Supposons, en effet, que, par suite de l’infiltration, une nappe d’eau assez étendue se soit accumulée entre deux couches d’argile ou de calcaire imperméable. Elle s’étendra horizontalement tant qu’elle trouvera le champ libre ; mais si elle est arrêtée dans son expansion par de nouvelles couches imperméables, il arrivera un moment où, par suite de l’écoulement continuel qui a lieu par l’orifice de pénétration de l’eau, sa nappe se trouvera facilement comprimée et fera effort pour sortir de son lit souterrain. Si elle trouve un terrain friable, elle y creusera peu à peu des crevasses, jusqu’à ce qu’elle puisse émerger à l’extérieur et se mettre de niveau avec le point où elle a pris sa source. C’est ainsi que se forment les sources jaillissantes. Si, au contraire, les parois offrent trop de résistance pour se laisser crevasser, il arrivera de deux choses l’une : ou l’eau refluera vers son lieu d’origine ; ou, si l’on pratique un sondage convenable, elle se précipitera dans la brèche creusée par la sonde. On aura alors un véritable puits artésien.

Avec ces données générales, nous pouvons déjà pénétrer assez loin dans l’histoire de la formation du globe. En effet, puisque chaque série de roches (chaque terrain) est caractérisée par une faune ou évolution organique spéciale ; puisque, d’autre part, on trouve dans certains terrains du nord de l’Europe des fossiles dont les analogues vivent aujourd’hui sous les tropiques (les trilobites, par exemple, genre de crustacés dont il existe plus de deux mille espèces fossiles dans le terrain silurien de la Vendée (schistes ardoisiers d’Angers), en Angleterre, en Afrique et dans l’Amérique du Sud ; les encrines et d’autres espèces de polypiers, un grand nombre de mollusques), il faut en conclure qu’à chaque période correspondante, les mers ont dû se déplacer, entraînant devant elles une partie des animaux et des plantes qui vivaient dans leurs profondeurs ; recouvrir les continents voisins avec leurs habitants, tandis que leurs anciens lits se trouvaient jonchés de cadavres, de plantes et d’animaux de toute espèce. A côté de ces débris organiques, sur les continents émergés, une nouvelle création apparaissait bientôt pour être engloutie à son tour par un nouveau cataclysme. Mais l’énorme épaisseur des couches sédimentaires transportées par les eaux ou déposées an fond de leur lit dons les intervalles de calme, le temps qu’il a fallu pour permettre l’évolution de chaque nouvelle faune, prouvent surabondamment que ces révolutions géologiques ont dû être séparées par de longs siècles de repos et de paix profonde.

▶ _CONSIGNE DONNÉE A_
Présentez sous forme de liste JSON de chaînes, une chaîne par ligne et sans les lignes vides, la partie des enregistrements qui s'ouvre sur la ligne contenant « the dark wood » et se ferme sur la ligne contenant « pixel 98 602 », ces deux lignes comprises.

[Enregistrements d'un jeu d'annotation par points]

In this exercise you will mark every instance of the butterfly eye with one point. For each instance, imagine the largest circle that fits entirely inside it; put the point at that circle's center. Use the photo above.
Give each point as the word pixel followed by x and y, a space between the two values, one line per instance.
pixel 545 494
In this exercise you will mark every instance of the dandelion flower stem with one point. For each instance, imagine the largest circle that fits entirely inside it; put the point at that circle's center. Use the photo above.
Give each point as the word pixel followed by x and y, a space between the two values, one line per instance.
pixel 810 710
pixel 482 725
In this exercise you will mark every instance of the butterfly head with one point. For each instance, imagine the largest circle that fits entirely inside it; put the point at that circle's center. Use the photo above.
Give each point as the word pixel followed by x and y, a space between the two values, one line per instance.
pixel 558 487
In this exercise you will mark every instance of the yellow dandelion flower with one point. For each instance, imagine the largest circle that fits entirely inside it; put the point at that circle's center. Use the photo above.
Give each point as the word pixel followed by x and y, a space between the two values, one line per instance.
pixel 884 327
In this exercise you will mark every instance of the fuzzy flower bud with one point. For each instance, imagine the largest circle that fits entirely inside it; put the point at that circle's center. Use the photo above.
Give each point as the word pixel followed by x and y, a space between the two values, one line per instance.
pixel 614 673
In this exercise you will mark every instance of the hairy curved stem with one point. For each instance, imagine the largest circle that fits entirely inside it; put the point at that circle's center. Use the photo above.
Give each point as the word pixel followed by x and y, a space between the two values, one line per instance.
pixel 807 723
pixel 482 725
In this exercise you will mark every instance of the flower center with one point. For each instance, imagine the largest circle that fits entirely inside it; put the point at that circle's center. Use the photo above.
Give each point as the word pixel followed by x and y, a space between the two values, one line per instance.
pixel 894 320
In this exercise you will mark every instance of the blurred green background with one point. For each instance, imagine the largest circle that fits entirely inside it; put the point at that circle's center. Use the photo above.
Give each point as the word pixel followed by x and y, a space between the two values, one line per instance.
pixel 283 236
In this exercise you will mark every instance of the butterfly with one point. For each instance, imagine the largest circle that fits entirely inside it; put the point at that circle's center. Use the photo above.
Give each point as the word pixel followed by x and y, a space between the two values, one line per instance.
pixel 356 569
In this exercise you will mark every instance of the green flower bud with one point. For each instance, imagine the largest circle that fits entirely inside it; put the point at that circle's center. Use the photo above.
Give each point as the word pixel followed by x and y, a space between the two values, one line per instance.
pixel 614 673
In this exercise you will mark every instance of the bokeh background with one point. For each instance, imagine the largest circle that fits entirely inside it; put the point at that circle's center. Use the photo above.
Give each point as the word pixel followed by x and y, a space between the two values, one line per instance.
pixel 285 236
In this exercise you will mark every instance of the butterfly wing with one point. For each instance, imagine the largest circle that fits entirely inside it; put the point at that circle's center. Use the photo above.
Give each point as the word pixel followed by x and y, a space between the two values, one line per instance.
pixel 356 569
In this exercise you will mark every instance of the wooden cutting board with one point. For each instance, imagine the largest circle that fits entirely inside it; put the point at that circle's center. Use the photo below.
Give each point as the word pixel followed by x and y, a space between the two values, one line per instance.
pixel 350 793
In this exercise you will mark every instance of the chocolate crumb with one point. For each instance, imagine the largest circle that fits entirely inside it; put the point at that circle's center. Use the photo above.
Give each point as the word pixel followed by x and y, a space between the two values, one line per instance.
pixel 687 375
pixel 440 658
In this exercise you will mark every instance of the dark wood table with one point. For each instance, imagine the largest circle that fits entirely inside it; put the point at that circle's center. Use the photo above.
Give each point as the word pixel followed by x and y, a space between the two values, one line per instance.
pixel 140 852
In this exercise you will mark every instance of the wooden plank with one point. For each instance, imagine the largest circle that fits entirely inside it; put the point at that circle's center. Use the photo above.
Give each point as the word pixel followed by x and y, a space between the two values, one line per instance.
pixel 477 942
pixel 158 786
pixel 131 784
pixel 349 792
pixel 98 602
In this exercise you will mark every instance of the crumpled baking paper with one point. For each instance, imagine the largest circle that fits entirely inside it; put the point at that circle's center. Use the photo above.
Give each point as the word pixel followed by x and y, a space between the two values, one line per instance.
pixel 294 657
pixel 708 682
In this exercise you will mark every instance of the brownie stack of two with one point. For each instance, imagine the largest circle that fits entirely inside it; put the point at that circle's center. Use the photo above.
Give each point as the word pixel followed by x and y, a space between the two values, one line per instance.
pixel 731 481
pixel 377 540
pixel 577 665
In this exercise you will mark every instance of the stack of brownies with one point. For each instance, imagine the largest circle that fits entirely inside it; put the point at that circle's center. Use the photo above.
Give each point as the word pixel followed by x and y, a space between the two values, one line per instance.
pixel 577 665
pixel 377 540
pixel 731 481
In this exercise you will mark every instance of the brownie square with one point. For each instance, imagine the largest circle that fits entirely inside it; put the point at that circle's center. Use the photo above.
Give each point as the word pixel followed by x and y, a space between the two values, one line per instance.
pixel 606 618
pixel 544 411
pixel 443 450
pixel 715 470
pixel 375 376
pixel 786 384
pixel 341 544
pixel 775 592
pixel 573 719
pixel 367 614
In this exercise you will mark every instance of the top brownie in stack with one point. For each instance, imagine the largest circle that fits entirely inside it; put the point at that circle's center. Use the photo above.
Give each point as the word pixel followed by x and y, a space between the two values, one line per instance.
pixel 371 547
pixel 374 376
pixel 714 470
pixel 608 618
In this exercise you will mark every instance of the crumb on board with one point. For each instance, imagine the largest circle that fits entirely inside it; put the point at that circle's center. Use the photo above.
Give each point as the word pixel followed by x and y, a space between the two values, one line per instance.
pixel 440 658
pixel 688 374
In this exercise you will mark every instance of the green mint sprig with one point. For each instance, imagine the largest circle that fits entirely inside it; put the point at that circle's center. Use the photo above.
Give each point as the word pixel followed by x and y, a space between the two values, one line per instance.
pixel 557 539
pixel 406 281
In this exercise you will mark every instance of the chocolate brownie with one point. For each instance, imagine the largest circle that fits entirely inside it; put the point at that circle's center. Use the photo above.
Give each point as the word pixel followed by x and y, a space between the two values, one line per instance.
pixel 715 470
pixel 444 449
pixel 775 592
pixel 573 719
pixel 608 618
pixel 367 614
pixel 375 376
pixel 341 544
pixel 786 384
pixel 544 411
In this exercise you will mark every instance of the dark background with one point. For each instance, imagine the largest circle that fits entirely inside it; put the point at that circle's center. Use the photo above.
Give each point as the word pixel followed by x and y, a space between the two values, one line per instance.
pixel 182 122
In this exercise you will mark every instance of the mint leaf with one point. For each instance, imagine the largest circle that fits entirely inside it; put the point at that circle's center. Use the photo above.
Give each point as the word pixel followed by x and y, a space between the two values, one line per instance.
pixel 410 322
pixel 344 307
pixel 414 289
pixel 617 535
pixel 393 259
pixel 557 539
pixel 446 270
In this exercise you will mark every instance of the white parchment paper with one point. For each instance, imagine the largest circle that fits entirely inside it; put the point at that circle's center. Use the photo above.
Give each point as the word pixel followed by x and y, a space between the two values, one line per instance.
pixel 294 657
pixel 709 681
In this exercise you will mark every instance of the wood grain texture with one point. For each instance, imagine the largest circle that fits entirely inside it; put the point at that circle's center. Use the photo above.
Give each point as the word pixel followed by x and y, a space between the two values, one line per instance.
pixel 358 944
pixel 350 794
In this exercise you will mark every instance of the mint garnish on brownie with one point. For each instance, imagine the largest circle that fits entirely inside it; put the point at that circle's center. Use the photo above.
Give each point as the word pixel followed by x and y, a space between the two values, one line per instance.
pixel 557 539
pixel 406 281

▶ _CONSIGNE DONNÉE B_
Selon l'extrait, qu'obtient-on lorsque l'eau se précipite dans la brèche creusée par la sonde ?

▶ _RÉPONSE ATTENDUE A_
[
  "In this exercise you will mark every instance of the dark wood table with one point. For each instance, imagine the largest circle that fits entirely inside it; put the point at that circle's center. Use the photo above.",
  "Give each point as the word pixel followed by x and y, a space between the two values, one line per instance.",
  "pixel 140 852",
  "In this exercise you will mark every instance of the wooden plank with one point. For each instance, imagine the largest circle that fits entirely inside it; put the point at that circle's center. Use the photo above.",
  "Give each point as the word pixel followed by x and y, a space between the two values, one line per instance.",
  "pixel 477 942",
  "pixel 158 786",
  "pixel 131 784",
  "pixel 349 792",
  "pixel 98 602"
]

▶ _RÉPONSE ATTENDUE B_
Un véritable puits artésien.